WHAT IS NEEDED ::
The range starts at the line containing "Where can you find the chrome" and ends at the last line of the records below. Reproduce those lines exactly.

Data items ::
────────────────

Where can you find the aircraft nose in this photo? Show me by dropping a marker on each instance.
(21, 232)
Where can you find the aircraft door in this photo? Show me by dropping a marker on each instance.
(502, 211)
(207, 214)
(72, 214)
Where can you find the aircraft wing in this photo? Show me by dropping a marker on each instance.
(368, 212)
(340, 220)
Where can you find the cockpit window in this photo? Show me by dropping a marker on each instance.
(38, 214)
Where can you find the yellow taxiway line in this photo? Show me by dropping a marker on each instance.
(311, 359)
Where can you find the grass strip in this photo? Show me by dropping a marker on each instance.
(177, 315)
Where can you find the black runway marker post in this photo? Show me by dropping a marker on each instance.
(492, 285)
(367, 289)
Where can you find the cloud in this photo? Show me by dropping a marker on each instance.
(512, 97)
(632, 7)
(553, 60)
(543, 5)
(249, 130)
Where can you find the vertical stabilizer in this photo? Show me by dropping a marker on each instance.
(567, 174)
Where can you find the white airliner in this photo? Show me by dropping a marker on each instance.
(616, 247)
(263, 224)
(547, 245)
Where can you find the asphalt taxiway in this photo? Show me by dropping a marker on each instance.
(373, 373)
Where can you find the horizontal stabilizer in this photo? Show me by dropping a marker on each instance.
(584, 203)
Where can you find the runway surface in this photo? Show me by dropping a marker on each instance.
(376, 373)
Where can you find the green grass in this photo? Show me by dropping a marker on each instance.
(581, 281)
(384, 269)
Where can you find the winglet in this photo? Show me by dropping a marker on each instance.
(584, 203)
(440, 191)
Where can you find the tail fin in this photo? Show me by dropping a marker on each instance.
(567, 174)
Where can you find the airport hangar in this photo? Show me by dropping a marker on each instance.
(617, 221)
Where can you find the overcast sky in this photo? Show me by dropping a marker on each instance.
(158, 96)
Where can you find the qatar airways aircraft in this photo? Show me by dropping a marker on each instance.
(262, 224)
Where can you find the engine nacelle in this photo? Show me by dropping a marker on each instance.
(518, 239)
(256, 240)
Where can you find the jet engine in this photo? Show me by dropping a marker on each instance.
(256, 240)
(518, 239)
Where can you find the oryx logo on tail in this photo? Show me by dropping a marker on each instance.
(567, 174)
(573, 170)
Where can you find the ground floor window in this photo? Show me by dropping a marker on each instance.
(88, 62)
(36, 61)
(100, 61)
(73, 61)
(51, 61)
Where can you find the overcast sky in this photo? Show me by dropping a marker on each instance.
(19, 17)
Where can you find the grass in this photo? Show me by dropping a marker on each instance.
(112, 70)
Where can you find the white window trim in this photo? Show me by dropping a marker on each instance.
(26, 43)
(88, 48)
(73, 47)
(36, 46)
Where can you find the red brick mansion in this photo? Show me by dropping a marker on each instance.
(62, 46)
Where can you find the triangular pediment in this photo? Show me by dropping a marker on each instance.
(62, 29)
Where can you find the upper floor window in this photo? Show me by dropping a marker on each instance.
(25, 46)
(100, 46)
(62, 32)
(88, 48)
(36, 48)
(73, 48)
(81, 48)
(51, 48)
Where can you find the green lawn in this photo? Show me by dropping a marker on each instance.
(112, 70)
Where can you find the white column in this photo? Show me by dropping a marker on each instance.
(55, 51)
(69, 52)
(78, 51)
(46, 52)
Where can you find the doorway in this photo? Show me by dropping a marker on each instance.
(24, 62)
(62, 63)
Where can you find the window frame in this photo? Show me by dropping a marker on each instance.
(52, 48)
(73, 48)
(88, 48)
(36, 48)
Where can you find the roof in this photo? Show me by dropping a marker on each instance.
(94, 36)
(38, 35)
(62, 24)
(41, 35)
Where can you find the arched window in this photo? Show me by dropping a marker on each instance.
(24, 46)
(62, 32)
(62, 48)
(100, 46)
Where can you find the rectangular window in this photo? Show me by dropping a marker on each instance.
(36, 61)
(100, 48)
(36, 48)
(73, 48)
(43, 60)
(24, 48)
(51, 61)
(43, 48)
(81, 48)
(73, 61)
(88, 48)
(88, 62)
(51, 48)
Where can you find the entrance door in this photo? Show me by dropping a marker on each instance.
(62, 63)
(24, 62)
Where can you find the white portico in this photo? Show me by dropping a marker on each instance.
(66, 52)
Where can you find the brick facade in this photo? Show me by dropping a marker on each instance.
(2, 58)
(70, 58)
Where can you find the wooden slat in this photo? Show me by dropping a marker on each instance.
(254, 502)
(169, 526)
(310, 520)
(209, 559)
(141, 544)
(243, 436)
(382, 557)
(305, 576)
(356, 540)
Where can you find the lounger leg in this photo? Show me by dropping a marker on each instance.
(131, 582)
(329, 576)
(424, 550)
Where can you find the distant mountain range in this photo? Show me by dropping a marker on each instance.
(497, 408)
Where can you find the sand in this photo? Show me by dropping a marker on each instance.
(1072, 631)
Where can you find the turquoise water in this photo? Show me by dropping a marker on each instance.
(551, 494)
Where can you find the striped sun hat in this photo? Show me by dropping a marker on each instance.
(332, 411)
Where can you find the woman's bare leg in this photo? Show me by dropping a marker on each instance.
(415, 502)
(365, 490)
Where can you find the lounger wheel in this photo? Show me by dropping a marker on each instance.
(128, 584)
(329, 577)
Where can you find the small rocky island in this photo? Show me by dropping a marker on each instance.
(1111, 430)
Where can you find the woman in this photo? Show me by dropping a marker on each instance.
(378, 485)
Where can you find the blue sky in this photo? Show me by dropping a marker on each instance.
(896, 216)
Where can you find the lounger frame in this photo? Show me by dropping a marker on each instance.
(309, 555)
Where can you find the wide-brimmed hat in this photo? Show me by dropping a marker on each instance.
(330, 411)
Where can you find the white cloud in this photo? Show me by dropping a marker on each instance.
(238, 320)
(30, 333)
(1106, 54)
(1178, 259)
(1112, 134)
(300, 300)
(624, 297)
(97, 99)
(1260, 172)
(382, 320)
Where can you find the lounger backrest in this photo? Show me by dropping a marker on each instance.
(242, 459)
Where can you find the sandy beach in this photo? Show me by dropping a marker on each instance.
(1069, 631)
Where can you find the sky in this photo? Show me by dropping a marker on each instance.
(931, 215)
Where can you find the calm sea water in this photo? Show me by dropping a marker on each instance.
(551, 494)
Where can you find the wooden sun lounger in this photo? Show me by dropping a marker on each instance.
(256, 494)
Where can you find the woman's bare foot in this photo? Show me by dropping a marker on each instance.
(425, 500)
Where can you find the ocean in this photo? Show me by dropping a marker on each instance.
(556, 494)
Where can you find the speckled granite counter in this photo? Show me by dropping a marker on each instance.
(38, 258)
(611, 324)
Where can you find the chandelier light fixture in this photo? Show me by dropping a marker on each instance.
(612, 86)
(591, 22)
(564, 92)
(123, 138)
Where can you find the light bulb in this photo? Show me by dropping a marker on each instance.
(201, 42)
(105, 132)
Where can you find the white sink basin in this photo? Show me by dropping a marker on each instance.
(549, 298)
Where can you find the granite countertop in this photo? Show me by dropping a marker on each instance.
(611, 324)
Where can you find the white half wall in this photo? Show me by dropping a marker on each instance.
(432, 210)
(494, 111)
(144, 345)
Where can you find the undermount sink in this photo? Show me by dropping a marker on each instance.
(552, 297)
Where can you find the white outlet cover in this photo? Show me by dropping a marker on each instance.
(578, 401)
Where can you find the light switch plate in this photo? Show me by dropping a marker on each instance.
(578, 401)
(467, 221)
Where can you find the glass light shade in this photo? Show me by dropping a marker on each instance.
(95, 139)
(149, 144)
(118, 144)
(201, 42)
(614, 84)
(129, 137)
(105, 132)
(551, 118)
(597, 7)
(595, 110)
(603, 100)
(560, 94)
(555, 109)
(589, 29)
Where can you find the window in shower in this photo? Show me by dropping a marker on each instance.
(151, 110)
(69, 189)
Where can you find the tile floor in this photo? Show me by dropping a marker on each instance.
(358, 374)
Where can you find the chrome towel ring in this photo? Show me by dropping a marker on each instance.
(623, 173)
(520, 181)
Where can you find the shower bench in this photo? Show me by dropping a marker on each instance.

────────────────

FINAL ANSWER ::
Where can you find the chrome towel ring in this photo? Show me by dropping a marker on each instance.
(623, 173)
(520, 181)
Where can you find the shower bench in this photo? Show me by dropping a marker on each instance.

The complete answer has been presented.